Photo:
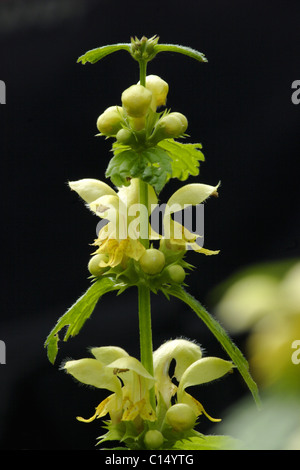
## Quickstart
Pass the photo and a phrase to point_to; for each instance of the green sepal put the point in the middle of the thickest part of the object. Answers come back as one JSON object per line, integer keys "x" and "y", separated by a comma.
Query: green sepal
{"x": 98, "y": 53}
{"x": 208, "y": 443}
{"x": 185, "y": 158}
{"x": 151, "y": 165}
{"x": 221, "y": 335}
{"x": 76, "y": 316}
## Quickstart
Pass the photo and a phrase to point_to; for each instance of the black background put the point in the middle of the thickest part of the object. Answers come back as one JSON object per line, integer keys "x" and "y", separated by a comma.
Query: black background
{"x": 239, "y": 107}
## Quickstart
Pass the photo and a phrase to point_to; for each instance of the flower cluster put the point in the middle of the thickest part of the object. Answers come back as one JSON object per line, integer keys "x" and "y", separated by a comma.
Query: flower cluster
{"x": 136, "y": 122}
{"x": 119, "y": 242}
{"x": 149, "y": 406}
{"x": 137, "y": 421}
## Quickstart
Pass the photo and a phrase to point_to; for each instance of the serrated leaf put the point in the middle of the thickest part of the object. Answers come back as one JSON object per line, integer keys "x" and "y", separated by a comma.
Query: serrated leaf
{"x": 152, "y": 165}
{"x": 208, "y": 443}
{"x": 76, "y": 316}
{"x": 221, "y": 335}
{"x": 193, "y": 53}
{"x": 98, "y": 53}
{"x": 185, "y": 158}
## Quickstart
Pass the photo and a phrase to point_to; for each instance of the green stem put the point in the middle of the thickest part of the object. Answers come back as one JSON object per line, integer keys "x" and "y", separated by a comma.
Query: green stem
{"x": 143, "y": 71}
{"x": 145, "y": 328}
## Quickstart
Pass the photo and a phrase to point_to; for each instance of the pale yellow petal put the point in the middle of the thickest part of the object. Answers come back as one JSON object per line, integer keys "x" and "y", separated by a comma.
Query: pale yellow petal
{"x": 91, "y": 189}
{"x": 184, "y": 352}
{"x": 196, "y": 406}
{"x": 92, "y": 372}
{"x": 190, "y": 194}
{"x": 202, "y": 371}
{"x": 131, "y": 364}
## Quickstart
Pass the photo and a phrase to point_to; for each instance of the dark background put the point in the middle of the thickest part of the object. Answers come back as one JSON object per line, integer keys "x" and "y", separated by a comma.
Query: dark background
{"x": 239, "y": 107}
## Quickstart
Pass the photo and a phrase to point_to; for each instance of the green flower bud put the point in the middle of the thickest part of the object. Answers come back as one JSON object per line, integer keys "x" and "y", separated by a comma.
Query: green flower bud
{"x": 183, "y": 120}
{"x": 152, "y": 261}
{"x": 95, "y": 262}
{"x": 170, "y": 126}
{"x": 124, "y": 136}
{"x": 173, "y": 124}
{"x": 153, "y": 439}
{"x": 176, "y": 273}
{"x": 159, "y": 89}
{"x": 136, "y": 100}
{"x": 181, "y": 417}
{"x": 109, "y": 122}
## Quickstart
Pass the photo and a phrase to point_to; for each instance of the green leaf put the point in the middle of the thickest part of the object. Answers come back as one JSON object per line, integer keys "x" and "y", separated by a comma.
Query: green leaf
{"x": 220, "y": 334}
{"x": 98, "y": 53}
{"x": 152, "y": 165}
{"x": 184, "y": 158}
{"x": 76, "y": 316}
{"x": 193, "y": 53}
{"x": 208, "y": 443}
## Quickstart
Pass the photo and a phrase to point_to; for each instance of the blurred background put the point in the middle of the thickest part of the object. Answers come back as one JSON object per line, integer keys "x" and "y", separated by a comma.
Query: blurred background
{"x": 239, "y": 107}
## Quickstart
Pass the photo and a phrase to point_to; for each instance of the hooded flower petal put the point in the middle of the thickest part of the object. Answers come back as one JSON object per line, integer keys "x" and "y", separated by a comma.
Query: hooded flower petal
{"x": 202, "y": 371}
{"x": 91, "y": 189}
{"x": 92, "y": 372}
{"x": 191, "y": 195}
{"x": 184, "y": 352}
{"x": 131, "y": 394}
{"x": 175, "y": 233}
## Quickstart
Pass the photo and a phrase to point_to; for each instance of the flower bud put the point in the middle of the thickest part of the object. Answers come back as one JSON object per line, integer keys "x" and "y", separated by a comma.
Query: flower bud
{"x": 136, "y": 100}
{"x": 125, "y": 137}
{"x": 153, "y": 439}
{"x": 176, "y": 273}
{"x": 159, "y": 89}
{"x": 181, "y": 417}
{"x": 96, "y": 263}
{"x": 152, "y": 261}
{"x": 109, "y": 122}
{"x": 173, "y": 124}
{"x": 170, "y": 126}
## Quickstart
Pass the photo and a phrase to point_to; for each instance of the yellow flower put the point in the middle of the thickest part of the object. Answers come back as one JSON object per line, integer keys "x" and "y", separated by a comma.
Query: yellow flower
{"x": 119, "y": 239}
{"x": 176, "y": 236}
{"x": 128, "y": 401}
{"x": 191, "y": 369}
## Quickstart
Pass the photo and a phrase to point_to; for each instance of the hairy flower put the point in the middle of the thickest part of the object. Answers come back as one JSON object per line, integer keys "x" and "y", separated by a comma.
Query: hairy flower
{"x": 119, "y": 239}
{"x": 129, "y": 400}
{"x": 191, "y": 369}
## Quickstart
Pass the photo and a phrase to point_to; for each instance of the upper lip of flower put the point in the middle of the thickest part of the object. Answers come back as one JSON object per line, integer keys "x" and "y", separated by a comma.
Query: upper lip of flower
{"x": 131, "y": 397}
{"x": 191, "y": 369}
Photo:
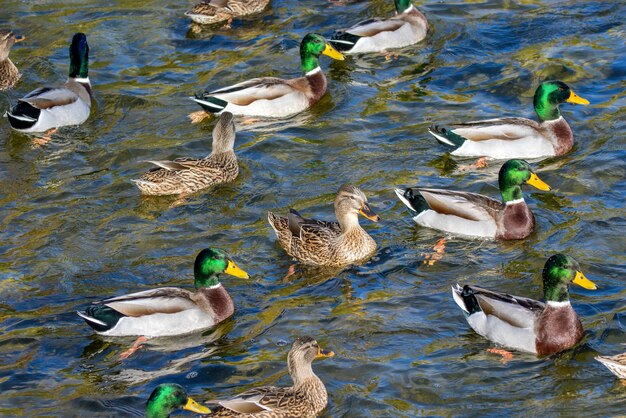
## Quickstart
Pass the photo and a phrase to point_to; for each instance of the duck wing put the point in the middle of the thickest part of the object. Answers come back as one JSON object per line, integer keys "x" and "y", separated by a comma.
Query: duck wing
{"x": 148, "y": 302}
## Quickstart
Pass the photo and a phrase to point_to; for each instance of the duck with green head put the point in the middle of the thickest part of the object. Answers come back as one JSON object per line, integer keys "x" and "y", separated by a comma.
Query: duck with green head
{"x": 476, "y": 215}
{"x": 48, "y": 108}
{"x": 169, "y": 397}
{"x": 526, "y": 324}
{"x": 270, "y": 96}
{"x": 517, "y": 137}
{"x": 407, "y": 27}
{"x": 170, "y": 310}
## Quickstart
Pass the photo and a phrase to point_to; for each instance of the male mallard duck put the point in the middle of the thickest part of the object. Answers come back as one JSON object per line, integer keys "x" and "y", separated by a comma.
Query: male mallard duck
{"x": 275, "y": 97}
{"x": 170, "y": 310}
{"x": 407, "y": 27}
{"x": 188, "y": 175}
{"x": 527, "y": 324}
{"x": 517, "y": 137}
{"x": 305, "y": 399}
{"x": 52, "y": 107}
{"x": 167, "y": 398}
{"x": 616, "y": 364}
{"x": 9, "y": 74}
{"x": 214, "y": 11}
{"x": 477, "y": 215}
{"x": 324, "y": 243}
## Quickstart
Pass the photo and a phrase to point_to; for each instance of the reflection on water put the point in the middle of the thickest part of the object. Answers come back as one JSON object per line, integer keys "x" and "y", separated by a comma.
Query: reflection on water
{"x": 73, "y": 229}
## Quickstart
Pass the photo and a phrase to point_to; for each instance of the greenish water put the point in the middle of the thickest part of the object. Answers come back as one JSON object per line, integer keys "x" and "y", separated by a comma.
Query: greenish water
{"x": 73, "y": 229}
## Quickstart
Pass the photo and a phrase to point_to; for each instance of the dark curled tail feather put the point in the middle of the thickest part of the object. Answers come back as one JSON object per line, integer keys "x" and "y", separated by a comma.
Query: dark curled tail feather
{"x": 446, "y": 136}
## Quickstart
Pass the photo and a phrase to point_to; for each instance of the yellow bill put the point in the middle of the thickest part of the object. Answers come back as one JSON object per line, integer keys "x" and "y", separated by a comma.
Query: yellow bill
{"x": 194, "y": 406}
{"x": 332, "y": 52}
{"x": 234, "y": 270}
{"x": 534, "y": 180}
{"x": 584, "y": 282}
{"x": 324, "y": 353}
{"x": 574, "y": 98}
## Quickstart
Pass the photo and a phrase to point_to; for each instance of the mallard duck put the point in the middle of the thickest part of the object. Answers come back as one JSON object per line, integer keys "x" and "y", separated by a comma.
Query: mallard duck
{"x": 517, "y": 137}
{"x": 305, "y": 399}
{"x": 188, "y": 175}
{"x": 52, "y": 107}
{"x": 9, "y": 74}
{"x": 476, "y": 215}
{"x": 322, "y": 243}
{"x": 167, "y": 398}
{"x": 170, "y": 310}
{"x": 275, "y": 97}
{"x": 214, "y": 11}
{"x": 407, "y": 27}
{"x": 616, "y": 364}
{"x": 526, "y": 324}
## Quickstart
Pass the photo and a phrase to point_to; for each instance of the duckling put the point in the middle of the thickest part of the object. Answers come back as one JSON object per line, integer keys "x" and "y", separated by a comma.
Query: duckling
{"x": 188, "y": 175}
{"x": 322, "y": 243}
{"x": 305, "y": 399}
{"x": 9, "y": 74}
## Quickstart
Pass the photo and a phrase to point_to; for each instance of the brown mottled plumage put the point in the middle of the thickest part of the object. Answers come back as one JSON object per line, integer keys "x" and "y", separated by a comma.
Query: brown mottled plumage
{"x": 323, "y": 243}
{"x": 9, "y": 74}
{"x": 305, "y": 399}
{"x": 188, "y": 175}
{"x": 616, "y": 364}
{"x": 208, "y": 12}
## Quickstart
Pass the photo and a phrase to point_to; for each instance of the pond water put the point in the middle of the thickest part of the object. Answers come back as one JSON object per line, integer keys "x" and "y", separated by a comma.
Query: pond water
{"x": 73, "y": 229}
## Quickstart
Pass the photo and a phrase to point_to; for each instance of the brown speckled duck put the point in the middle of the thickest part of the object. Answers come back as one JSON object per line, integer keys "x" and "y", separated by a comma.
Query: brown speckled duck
{"x": 9, "y": 74}
{"x": 526, "y": 324}
{"x": 616, "y": 364}
{"x": 476, "y": 215}
{"x": 214, "y": 11}
{"x": 323, "y": 243}
{"x": 188, "y": 175}
{"x": 305, "y": 399}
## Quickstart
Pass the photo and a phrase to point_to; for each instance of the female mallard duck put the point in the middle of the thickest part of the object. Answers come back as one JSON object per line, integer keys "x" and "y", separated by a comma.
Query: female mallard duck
{"x": 274, "y": 97}
{"x": 477, "y": 215}
{"x": 52, "y": 107}
{"x": 9, "y": 74}
{"x": 517, "y": 137}
{"x": 305, "y": 399}
{"x": 167, "y": 398}
{"x": 616, "y": 364}
{"x": 526, "y": 324}
{"x": 323, "y": 243}
{"x": 188, "y": 175}
{"x": 214, "y": 11}
{"x": 407, "y": 27}
{"x": 170, "y": 310}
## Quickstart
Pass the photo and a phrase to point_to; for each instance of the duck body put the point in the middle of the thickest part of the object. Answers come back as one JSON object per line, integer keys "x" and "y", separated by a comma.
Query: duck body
{"x": 475, "y": 215}
{"x": 170, "y": 311}
{"x": 517, "y": 137}
{"x": 275, "y": 97}
{"x": 305, "y": 399}
{"x": 322, "y": 243}
{"x": 188, "y": 175}
{"x": 374, "y": 35}
{"x": 52, "y": 107}
{"x": 525, "y": 324}
{"x": 214, "y": 11}
{"x": 9, "y": 74}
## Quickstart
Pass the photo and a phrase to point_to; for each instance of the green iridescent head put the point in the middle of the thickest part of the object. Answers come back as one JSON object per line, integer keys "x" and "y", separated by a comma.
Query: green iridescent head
{"x": 311, "y": 47}
{"x": 167, "y": 398}
{"x": 561, "y": 270}
{"x": 79, "y": 56}
{"x": 513, "y": 174}
{"x": 210, "y": 263}
{"x": 402, "y": 5}
{"x": 548, "y": 97}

■ ■ ■ ■

About this exercise
All lines above from the one containing "the dark background" to the one containing "the green flower" must be repeated exactly, both lines included, and no others.

Answer for the task
Pass the photo and a phrase to point_to; for each instance of the dark background put the point in the middle of the thickest part of the object. Answers come back as one JSON object per line, integer keys "x" and "y", separated by a comma.
Query: dark background
{"x": 239, "y": 107}
## Quickstart
Pass the photo and a phrase to point_to; for each instance of the green flower bud put the point in the middle of the thickest part of the object. Answers come back as one JSON object per line, integer keys "x" and "y", separated by a comma.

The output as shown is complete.